— BEGIN Record extracts —

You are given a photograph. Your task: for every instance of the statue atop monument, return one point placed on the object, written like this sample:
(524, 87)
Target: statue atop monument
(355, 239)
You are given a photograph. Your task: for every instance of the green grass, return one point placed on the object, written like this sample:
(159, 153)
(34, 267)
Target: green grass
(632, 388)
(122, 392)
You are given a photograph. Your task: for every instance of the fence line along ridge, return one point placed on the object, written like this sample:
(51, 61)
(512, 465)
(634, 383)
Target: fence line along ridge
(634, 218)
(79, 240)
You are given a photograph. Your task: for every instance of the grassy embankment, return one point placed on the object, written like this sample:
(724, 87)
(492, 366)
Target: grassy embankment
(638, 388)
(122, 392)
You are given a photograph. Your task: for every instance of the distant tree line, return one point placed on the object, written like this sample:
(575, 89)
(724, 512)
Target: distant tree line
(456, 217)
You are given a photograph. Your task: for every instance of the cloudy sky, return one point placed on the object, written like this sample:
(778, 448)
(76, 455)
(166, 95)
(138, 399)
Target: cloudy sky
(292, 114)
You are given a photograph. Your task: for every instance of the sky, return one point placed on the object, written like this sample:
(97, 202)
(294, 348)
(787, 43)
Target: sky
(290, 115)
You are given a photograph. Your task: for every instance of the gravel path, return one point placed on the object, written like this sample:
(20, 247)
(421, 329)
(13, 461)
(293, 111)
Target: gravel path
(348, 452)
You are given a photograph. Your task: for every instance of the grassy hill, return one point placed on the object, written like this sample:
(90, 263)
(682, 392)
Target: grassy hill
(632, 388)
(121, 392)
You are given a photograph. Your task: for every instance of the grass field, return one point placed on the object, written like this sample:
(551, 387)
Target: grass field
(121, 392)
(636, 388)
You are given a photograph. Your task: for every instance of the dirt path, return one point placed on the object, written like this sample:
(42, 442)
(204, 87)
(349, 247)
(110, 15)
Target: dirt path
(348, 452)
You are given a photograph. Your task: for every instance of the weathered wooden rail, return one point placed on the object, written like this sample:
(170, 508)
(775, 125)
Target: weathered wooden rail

— END Record extracts —

-- The request --
Starting at the line that contains "grassy hill, return" and ending at the last line of the items, rewrite those lines with "dirt path" renamed to "earthen trail" and everything else left as it is.

-- Result --
You are given a photograph. Your task: for every instance of the grassy hill, return one point placed on the object, written like this sample:
(90, 263)
(682, 392)
Target: grassy hill
(632, 388)
(121, 392)
You are given a photograph. Your task: for every instance of the grass field, return one point placed on the object, written like this sample:
(551, 387)
Target: grass field
(121, 392)
(636, 388)
You are given a photograph. Your task: for every instance of the earthen trail, return one point placed on the object, written like this sample:
(42, 442)
(204, 87)
(349, 247)
(110, 15)
Target: earthen trail
(348, 452)
You are given a photograph. Your task: for every instance of the weathered wooden rail, return one point placed on the object, written like this sample:
(170, 508)
(775, 125)
Target: weathered wooden rail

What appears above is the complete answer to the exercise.